◆ Exercise goal ◆
Update the items by replacing "crumbling stone wall" with "collapsed stone wall" wherever it appears and leaving every other line unchanged. Omit the pictures from your answer.

(Labeled-object pointing entries)
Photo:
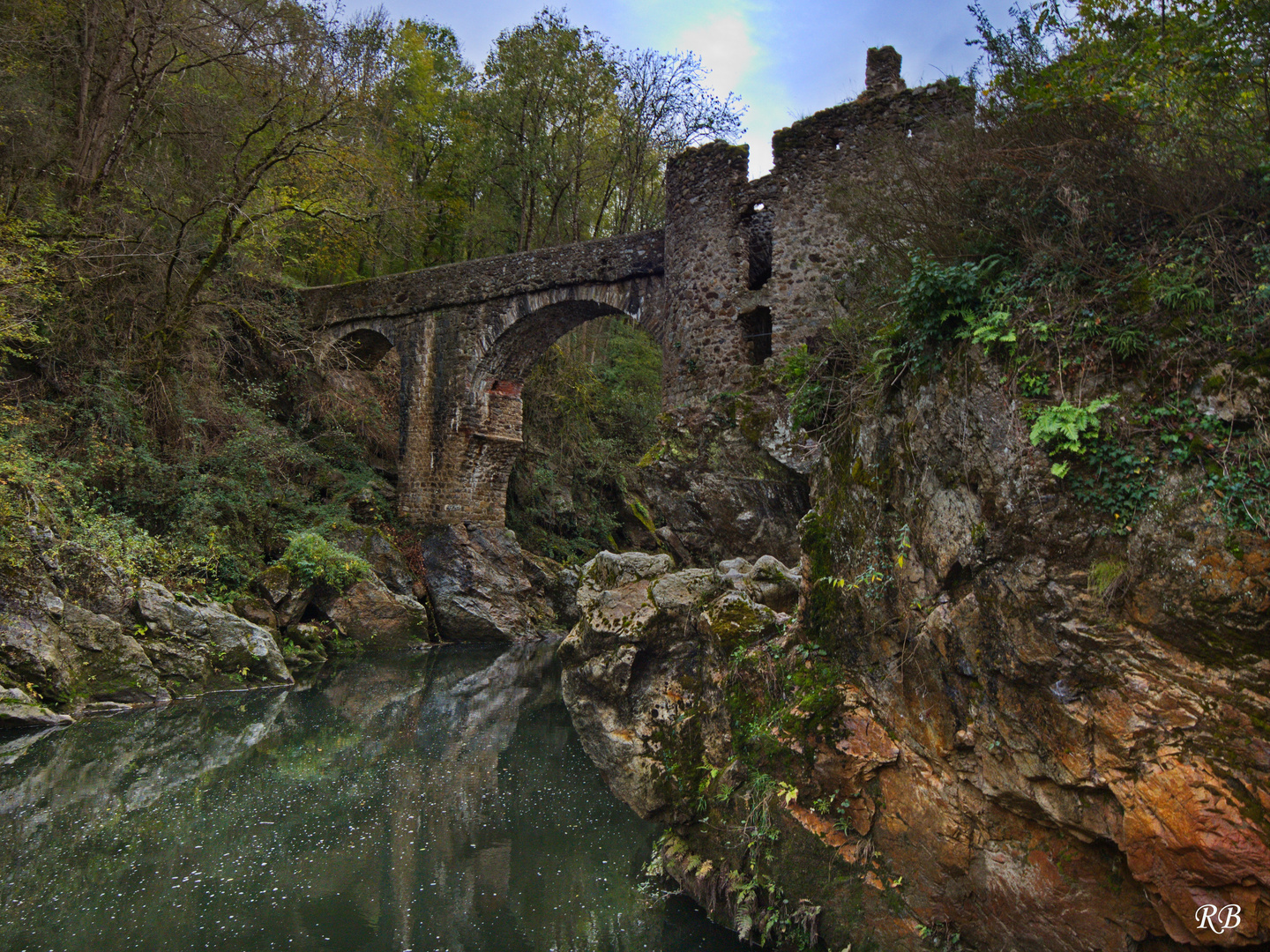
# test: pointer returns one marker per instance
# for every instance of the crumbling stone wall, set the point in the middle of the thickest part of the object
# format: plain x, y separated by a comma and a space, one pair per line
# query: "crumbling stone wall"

◆ Worked solution ◆
Photo:
# test: pointer returns one marker per instance
# for every instance of the collapsed stone wall, set the point in the middle of the thickest part of the object
# format: plain x, y separated by a comma and a space, one pair per line
# query: "collapsed stone wall"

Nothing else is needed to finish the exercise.